───── RECORD LIST
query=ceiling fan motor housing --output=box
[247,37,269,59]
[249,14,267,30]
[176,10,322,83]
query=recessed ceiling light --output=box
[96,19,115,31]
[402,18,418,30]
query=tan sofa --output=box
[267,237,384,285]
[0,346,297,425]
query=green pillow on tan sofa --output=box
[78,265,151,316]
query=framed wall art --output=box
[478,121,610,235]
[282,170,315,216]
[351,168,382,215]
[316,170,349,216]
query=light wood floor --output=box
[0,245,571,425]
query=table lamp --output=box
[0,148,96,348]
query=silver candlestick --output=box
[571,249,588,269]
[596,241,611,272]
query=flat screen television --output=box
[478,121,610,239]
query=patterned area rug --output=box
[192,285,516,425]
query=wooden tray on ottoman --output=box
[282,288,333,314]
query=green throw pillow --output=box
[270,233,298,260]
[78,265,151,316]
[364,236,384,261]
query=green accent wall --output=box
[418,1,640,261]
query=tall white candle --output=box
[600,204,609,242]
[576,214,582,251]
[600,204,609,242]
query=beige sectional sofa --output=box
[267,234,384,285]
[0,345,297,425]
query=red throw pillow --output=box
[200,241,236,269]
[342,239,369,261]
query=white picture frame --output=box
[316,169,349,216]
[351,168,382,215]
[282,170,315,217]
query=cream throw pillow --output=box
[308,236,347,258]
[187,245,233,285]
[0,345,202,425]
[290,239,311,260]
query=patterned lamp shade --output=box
──────────
───── RECORD LIST
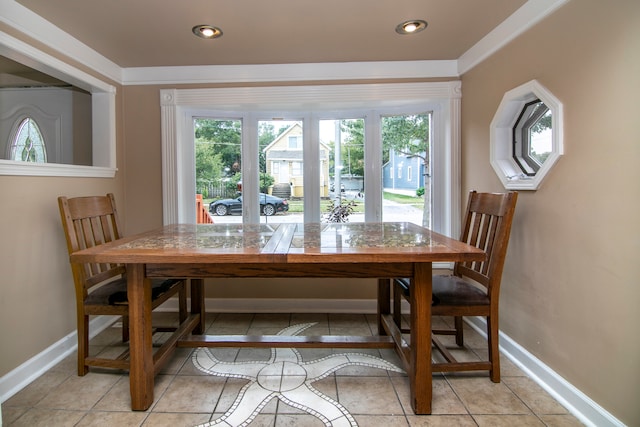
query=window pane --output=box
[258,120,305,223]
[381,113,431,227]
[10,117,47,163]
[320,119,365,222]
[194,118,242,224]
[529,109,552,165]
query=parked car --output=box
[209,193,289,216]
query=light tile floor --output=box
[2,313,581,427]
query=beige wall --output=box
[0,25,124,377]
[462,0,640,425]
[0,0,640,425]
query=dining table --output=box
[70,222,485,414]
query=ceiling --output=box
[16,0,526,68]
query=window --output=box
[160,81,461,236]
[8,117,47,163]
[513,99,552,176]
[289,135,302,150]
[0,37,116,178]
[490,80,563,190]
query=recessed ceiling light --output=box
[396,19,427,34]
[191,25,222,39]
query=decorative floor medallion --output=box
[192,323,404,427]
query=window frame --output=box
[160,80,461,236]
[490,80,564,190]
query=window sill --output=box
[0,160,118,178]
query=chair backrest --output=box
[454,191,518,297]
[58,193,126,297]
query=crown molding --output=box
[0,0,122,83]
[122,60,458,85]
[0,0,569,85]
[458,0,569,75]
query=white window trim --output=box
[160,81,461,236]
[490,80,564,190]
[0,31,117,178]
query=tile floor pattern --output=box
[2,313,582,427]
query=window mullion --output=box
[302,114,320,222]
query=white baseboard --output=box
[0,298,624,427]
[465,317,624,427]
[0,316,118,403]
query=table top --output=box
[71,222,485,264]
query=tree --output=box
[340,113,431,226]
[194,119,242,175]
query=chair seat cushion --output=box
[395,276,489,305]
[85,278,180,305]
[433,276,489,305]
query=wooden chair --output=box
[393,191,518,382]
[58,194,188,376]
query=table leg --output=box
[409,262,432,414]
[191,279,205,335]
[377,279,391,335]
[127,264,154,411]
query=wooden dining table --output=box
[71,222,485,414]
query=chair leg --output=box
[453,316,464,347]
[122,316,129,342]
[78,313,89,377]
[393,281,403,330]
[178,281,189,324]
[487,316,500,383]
──────────
▸ EXERCISE INSTRUCTIONS
Copy out, character for character, every line of the material from the line containing "query=decorative floor medallion --output=box" down to the line containing "[487,316,500,383]", with both of those lines included.

▸ SOLUTION TO THIS PROBLEM
query=decorative floor medallion --output=box
[192,323,404,427]
query=window frame --output=box
[160,80,461,236]
[490,80,564,190]
query=window sill --output=box
[0,160,118,178]
query=chair backrest --output=box
[454,191,518,297]
[58,193,126,297]
query=crown molding --output=box
[0,0,122,83]
[122,60,458,85]
[0,0,569,85]
[458,0,569,75]
query=white window trim --output=box
[160,81,461,236]
[490,80,564,190]
[0,31,117,178]
query=tile floor pattern --output=box
[2,313,582,427]
query=window mullion --output=box
[302,114,320,222]
query=white baseboard --output=box
[0,298,624,427]
[465,317,624,427]
[0,316,118,403]
query=table top --output=box
[71,222,485,264]
query=tree --output=box
[340,113,431,226]
[194,119,242,175]
query=chair seat cushion --output=box
[395,276,489,305]
[85,278,180,305]
[433,276,489,305]
query=wooden chair --output=box
[393,191,518,382]
[58,194,188,376]
query=table leg --output=box
[409,262,432,414]
[191,279,205,335]
[377,279,391,335]
[127,264,154,411]
query=wooden dining table --output=box
[71,222,485,414]
query=chair leg --output=box
[453,316,464,347]
[122,316,129,342]
[78,313,89,377]
[393,281,403,330]
[178,281,189,324]
[487,316,500,383]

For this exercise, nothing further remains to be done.